Exercise prompt: Extract the full listing below without altering a single character.

[Records]
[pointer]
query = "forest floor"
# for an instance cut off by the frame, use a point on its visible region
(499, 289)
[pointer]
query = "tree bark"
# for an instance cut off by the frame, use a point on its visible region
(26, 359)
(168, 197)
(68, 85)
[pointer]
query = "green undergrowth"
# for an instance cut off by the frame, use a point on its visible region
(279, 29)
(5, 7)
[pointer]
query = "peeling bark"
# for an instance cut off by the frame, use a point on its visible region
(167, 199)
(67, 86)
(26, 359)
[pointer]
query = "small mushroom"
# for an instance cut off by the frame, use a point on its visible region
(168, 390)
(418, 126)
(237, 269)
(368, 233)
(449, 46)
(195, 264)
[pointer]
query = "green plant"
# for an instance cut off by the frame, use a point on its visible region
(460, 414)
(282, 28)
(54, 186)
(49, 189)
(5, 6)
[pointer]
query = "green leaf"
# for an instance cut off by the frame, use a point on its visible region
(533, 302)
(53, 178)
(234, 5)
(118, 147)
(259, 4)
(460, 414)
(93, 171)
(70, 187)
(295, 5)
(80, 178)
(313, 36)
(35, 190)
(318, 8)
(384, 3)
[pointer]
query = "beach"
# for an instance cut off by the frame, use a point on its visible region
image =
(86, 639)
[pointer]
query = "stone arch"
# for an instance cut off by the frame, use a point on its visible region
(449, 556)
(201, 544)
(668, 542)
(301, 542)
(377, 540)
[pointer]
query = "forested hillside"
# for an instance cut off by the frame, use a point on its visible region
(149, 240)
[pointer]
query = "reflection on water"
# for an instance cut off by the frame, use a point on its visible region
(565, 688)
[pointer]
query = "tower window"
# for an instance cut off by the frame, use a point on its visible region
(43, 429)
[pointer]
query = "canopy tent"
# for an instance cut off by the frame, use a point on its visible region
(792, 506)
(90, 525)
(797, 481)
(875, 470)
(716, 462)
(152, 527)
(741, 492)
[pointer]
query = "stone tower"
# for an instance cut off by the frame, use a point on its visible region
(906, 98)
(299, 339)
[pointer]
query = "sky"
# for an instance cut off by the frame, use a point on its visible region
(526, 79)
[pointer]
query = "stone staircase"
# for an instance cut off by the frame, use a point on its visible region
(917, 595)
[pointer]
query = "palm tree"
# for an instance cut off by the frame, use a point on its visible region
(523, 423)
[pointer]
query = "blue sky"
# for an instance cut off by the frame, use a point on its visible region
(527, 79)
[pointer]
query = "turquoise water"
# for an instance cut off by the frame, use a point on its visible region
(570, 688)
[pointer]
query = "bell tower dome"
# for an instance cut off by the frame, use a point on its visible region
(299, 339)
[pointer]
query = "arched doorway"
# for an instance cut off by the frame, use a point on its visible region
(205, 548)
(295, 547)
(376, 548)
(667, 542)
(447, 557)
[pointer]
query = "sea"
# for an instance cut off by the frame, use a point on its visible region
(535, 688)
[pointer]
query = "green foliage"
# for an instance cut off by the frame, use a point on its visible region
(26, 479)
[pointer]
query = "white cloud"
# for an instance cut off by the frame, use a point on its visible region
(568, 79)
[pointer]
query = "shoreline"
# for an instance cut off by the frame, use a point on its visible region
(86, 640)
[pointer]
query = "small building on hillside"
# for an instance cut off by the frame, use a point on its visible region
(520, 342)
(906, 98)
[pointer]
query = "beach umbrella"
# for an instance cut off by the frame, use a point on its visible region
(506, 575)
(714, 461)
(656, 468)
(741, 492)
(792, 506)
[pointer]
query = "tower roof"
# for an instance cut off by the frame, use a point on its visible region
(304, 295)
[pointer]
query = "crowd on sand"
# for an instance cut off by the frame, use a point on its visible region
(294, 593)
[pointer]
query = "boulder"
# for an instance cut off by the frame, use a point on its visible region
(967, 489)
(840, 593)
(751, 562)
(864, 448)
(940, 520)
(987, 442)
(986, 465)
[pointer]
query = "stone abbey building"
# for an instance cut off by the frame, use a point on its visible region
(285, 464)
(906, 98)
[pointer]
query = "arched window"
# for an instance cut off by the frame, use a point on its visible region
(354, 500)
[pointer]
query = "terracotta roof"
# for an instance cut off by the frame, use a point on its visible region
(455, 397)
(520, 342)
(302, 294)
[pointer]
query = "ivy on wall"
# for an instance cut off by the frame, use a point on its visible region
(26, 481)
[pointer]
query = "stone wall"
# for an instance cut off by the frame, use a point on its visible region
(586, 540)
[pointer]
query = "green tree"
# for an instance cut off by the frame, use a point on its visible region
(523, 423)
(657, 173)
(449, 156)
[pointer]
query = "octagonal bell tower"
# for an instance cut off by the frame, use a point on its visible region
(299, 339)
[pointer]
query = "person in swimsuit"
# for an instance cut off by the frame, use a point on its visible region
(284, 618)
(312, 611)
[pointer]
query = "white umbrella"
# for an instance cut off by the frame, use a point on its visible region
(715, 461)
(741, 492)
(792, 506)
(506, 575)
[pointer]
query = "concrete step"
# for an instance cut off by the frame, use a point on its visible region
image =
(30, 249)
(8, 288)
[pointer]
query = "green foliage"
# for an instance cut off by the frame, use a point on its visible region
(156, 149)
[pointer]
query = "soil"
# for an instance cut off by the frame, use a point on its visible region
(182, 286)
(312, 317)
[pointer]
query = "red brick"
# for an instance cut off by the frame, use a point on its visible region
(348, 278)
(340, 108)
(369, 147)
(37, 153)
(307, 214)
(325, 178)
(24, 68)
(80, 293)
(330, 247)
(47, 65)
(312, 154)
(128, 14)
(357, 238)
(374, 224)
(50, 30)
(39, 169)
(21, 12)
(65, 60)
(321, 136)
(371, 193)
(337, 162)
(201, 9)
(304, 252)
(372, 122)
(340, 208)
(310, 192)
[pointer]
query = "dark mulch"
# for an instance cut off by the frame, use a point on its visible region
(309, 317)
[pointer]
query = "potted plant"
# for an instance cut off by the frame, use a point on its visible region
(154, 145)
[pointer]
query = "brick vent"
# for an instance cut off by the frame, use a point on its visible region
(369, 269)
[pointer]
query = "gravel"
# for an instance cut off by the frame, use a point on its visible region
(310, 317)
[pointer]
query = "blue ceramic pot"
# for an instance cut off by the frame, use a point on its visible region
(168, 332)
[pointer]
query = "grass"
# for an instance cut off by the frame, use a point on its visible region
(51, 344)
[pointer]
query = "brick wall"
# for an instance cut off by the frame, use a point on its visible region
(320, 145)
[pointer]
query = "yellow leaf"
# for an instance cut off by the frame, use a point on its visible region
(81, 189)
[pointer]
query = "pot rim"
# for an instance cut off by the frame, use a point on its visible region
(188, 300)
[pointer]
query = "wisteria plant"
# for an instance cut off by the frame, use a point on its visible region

Result:
[pointer]
query = "forest floor"
# for an instance cut off by the frame, use a point on its visible region
(499, 289)
[pointer]
query = "tree bark"
# for an instance cut off by the frame, use a point on its visible region
(26, 359)
(168, 197)
(68, 85)
[pointer]
query = "green undergrowth"
# for an instance cut off by the frame, use a point on its visible region
(279, 29)
(5, 7)
[pointer]
query = "peeling bark"
# for an instance cut off by the frame, use a point on its visible region
(167, 199)
(67, 86)
(26, 359)
[pointer]
query = "small mushroom"
# for an instance cut off by the frame, use a point on its visible region
(168, 390)
(418, 126)
(237, 269)
(368, 233)
(449, 46)
(195, 264)
[pointer]
query = "green plant"
# for an instance cut off by the frame, use a point on its visible region
(460, 414)
(282, 28)
(54, 186)
(49, 189)
(5, 6)
[pointer]
query = "green leaf"
# for an instance cut off by the frame, use a point on its visible region
(533, 302)
(53, 178)
(234, 5)
(118, 147)
(259, 4)
(460, 414)
(93, 171)
(70, 187)
(295, 5)
(80, 178)
(313, 36)
(35, 190)
(318, 8)
(384, 3)
[pointer]
query = "beach"
# for an instance cut off by the frame, use a point on its visible region
image =
(86, 639)
[pointer]
query = "stone arch"
# for an instance cut off by the frame, use a point on its visible region
(449, 556)
(201, 544)
(668, 542)
(301, 542)
(377, 540)
[pointer]
query = "forested hillside"
# for an instance cut off by the frame, use a point on its visible region
(149, 240)
[pointer]
query = "reflection on water"
# for an instance cut off by the frame, use a point on its visible region
(565, 688)
[pointer]
query = "tower window"
# for an instance cut off by the frame, use a point on its visible region
(43, 429)
[pointer]
query = "canopy tent"
# for an instance cut off by the frame, use a point on its visible region
(792, 506)
(90, 525)
(797, 481)
(875, 470)
(716, 462)
(152, 527)
(741, 492)
[pointer]
query = "stone tower"
# for an instance cut off by the frame, use a point on its visible region
(906, 98)
(299, 339)
[pointer]
query = "sky"
# for an instance cut off by the frame, use a point on its visible region
(526, 79)
[pointer]
query = "stone staircase"
# for an instance cut off by the frame, use a point on its visible region
(917, 595)
[pointer]
query = "palm tree"
# for an instance cut off by the frame, use a point on its visible region
(523, 423)
[pointer]
query = "blue sky"
# for an instance cut off by the frame, use a point on its visible region
(527, 79)
[pointer]
query = "turquoise water"
# for an instance cut off by the frame, use a point on its visible region
(570, 688)
[pointer]
query = "bell tower dome"
# for an instance cut off by the frame, use a point on its visible region
(299, 339)
[pointer]
query = "arched doorway"
# for an instance cut off by the frame, use a point on its visible region
(205, 548)
(295, 547)
(376, 548)
(667, 542)
(447, 557)
[pointer]
query = "sea"
# for an instance cut off by the frame, use a point on its visible region
(535, 688)
[pointer]
query = "green foliage"
# for an instance cut off by the frame, use a point on its visible region
(26, 479)
[pointer]
query = "white cloud"
# for an instance cut off by the frame, use a point on its visible region
(568, 79)
[pointer]
query = "shoreline"
# for an instance cut off by the frame, use a point on its visible region
(86, 640)
[pointer]
query = "small building on hillside"
# for an instance cut off by the frame, use a point on its visible region
(520, 342)
(906, 98)
[pointer]
query = "beach umbrella"
# for an instance cut off by the frame, use a point on its visible region
(506, 575)
(714, 461)
(656, 468)
(741, 492)
(792, 506)
[pointer]
query = "tower roof"
# for an instance cut off by the frame, use a point on its visible region
(304, 295)
[pointer]
query = "crowd on sand"
# for an instance cut off by the frame, use a point on its visible region
(294, 593)
[pointer]
query = "boulder"
# for an instance cut off by the frame, use a point on its visible region
(967, 489)
(840, 593)
(751, 562)
(864, 448)
(940, 520)
(987, 442)
(986, 465)
[pointer]
query = "stone abbey building"
# for an instance cut off by the frame, use a point on its visible region
(285, 464)
(906, 98)
[pointer]
query = "arched window"
# for an instance cut off by the frame, use a point on its visible region
(354, 500)
[pointer]
query = "terracotta roof"
# for an instance cut off by the frame, use a point on its visible region
(455, 397)
(520, 342)
(302, 294)
[pointer]
query = "ivy on wall"
# for an instance cut off by the frame, use a point on its visible region
(26, 481)
[pointer]
query = "stone wall"
# for an instance cut off by the frame, use a point on its visible region
(586, 540)
[pointer]
query = "green tree"
# for an instance cut off by the frame, use a point on its visible region
(523, 423)
(657, 173)
(449, 156)
[pointer]
query = "octagonal bell tower"
# for an instance cut off by the frame, use a point on its visible region
(299, 339)
[pointer]
query = "person in swimsuit"
# for an instance cut off by the frame, use a point on its visible region
(284, 618)
(312, 611)
[pointer]
query = "white umbrella"
# for an instance cut off by the frame, use a point on its visible region
(715, 461)
(741, 492)
(792, 506)
(506, 575)
[pointer]
query = "concrete step"
# for an instance cut off by the frame, use a point on its visible region
image =
(30, 249)
(8, 288)
[pointer]
query = "green foliage"
# for an instance cut off by the frame, use a point on its visible region
(156, 149)
[pointer]
query = "soil"
# for an instance cut off by the frame, use a point on its visible region
(182, 286)
(312, 317)
[pointer]
query = "red brick"
# for an instance cut off by the frame, use a point on its visible region
(348, 278)
(340, 108)
(369, 147)
(37, 153)
(307, 214)
(325, 178)
(24, 68)
(80, 293)
(330, 247)
(47, 65)
(312, 154)
(128, 14)
(357, 238)
(374, 224)
(50, 30)
(39, 169)
(21, 12)
(65, 60)
(321, 136)
(371, 193)
(337, 162)
(201, 9)
(304, 252)
(372, 122)
(340, 208)
(310, 192)
[pointer]
query = "dark mulch"
# for an instance cut off by the frame, use a point on its visible region
(309, 317)
[pointer]
query = "potted plant"
# for an instance cut off by the frame, use a point on its visible region
(154, 145)
[pointer]
query = "brick vent"
# for an instance cut off by the frame, use a point on its visible region
(369, 269)
[pointer]
query = "gravel"
# for an instance cut off by the frame, use a point on its visible region
(310, 317)
[pointer]
query = "blue ceramic pot"
# for an instance cut off by the frame, use a point on its visible region
(168, 332)
[pointer]
query = "grass"
# for an instance cut off by the frame, use a point on its visible region
(51, 344)
[pointer]
query = "brick wall"
# for an instance cut off by the frame, use a point on its visible region
(320, 145)
[pointer]
query = "yellow leaf"
# for an instance cut off by the frame, use a point on its visible region
(81, 189)
[pointer]
query = "pot rim"
# for an instance cut off by the frame, use a point on its visible region
(188, 300)
[pointer]
query = "wisteria plant"
# for an instance cut off by the frame, use a point on its visible region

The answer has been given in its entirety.